LISTED ENTRIES:
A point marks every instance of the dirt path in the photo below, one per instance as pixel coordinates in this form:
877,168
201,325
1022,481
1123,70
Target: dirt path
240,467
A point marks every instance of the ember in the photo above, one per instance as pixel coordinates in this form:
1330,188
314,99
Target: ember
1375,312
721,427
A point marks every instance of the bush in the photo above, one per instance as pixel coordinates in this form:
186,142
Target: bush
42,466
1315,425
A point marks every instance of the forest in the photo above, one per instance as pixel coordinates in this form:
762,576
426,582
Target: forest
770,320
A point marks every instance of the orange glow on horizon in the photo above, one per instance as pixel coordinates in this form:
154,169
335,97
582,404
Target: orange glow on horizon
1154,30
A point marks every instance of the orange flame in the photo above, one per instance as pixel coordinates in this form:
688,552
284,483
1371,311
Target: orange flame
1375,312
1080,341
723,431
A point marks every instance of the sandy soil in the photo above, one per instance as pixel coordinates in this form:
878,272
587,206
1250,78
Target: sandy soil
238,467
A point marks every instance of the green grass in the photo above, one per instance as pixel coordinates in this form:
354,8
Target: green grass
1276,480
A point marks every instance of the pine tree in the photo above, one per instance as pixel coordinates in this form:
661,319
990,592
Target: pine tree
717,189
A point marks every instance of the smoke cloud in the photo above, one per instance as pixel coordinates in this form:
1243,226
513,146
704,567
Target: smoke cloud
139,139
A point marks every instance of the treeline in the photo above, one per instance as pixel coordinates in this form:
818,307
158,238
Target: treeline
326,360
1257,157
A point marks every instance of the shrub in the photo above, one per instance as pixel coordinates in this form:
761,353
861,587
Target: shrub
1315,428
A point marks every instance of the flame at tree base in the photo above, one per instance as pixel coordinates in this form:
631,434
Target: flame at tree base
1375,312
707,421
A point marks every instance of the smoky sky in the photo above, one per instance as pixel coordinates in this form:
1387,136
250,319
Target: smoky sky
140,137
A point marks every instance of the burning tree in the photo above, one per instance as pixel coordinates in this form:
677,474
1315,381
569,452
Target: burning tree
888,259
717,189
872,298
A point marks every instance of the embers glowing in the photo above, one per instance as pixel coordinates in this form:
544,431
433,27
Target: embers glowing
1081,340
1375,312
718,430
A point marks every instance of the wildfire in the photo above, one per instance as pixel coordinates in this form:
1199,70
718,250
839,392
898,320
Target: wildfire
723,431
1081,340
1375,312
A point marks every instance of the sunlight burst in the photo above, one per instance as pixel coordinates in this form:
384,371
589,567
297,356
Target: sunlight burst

EXERCISE:
Lay out every line above as a numbered list, skipping any blank lines.

WRITTEN ANSWER:
1. A point marks every instance of the dirt path in the photo below, one per instance as pixel coordinates in this form:
2. 877,168
3. 201,325
4. 1022,481
5. 1123,70
6. Target: dirt path
7. 240,467
8. A point marks every instance of the ember in the photo above, one per instance as pixel coordinates in this form:
9. 1330,188
10. 314,99
11. Target: ember
12. 1375,312
13. 721,427
14. A point marks every instance of the bush in the photo above, one per instance as pixel coordinates in this form:
15. 186,142
16. Target: bush
17. 42,466
18. 1315,425
19. A point marks every instance of the forest in the photo above, one per instance as pixel coordinates in this form:
20. 762,576
21. 426,582
22. Target: forest
23. 770,320
24. A point marks every instance of the orange glow on horizon in the photo above, one per instance as pixel coordinates in this form:
25. 154,169
26. 335,97
27. 582,404
28. Target: orange glow on horizon
29. 1154,30
30. A point marks every instance of the orange flame in the photo above, one per instance as pixel coordinates in this form:
31. 688,552
32. 284,483
33. 1371,311
34. Target: orange flame
35. 1375,312
36. 1080,341
37. 723,431
38. A point marks every instance of the sandy soil in the photo above, one per instance as pixel coordinates in this form:
39. 878,272
40. 587,206
41. 1250,78
42. Target: sandy soil
43. 238,467
44. A point marks every instance of the green grass in the photo above, one per instance as pixel coordinates in this form:
45. 354,8
46. Target: green grass
47. 1276,480
48. A point marks every instance of the pine tree in the photo above, one per instance as pixel coordinates in this form:
49. 661,319
50. 990,592
51. Target: pine tree
52. 717,189
53. A point marks every instance of the smoke cloud in the photo above, one per instance as pixel coordinates in this form:
54. 1243,226
55. 513,146
56. 704,567
57. Target: smoke cloud
58. 139,139
59. A point marks every instance of the treeline in the photo above, one per instance as pixel coordinates in this form:
60. 818,307
61. 158,238
62. Target: treeline
63. 326,360
64. 1257,157
65. A point marks every instance of the shrub in the photo above, one per instance as pixel coordinates in this form:
66. 761,353
67. 861,587
68. Target: shrub
69. 1315,428
70. A point marks every instance of the flame at tree base in the photo above, one per instance as pixel coordinates in this form:
71. 631,434
72. Target: flame at tree base
73. 1375,312
74. 707,421
75. A point marks every instance of the smoky sky in the photo above, one per instance as pixel coordinates in this form:
76. 1387,136
77. 250,319
78. Target: smoky sky
79. 140,137
80. A point marks every instance of the burning tree in the photo above, one per instance as pixel coordinates in this form:
81. 677,474
82. 1315,381
83. 569,452
84. Target: burning tree
85. 888,259
86. 717,189
87. 872,298
88. A point marks every instance of the embers glowing in the photo above, one per instance as pixel coordinates in this form:
89. 544,431
90. 433,27
91. Target: embers glowing
92. 1081,340
93. 1375,312
94. 718,430
95. A point marks every instance of the wildfire in the photo above, one per instance as pixel coordinates in this form:
96. 1199,70
97. 718,250
98. 839,392
99. 898,320
100. Target: wildfire
101. 723,431
102. 1081,340
103. 1375,312
104. A point marks every instance of the sunlight burst in the photo above, one per instance as pixel coordinates in this form:
105. 384,371
106. 589,567
107. 297,356
108. Target: sunlight burst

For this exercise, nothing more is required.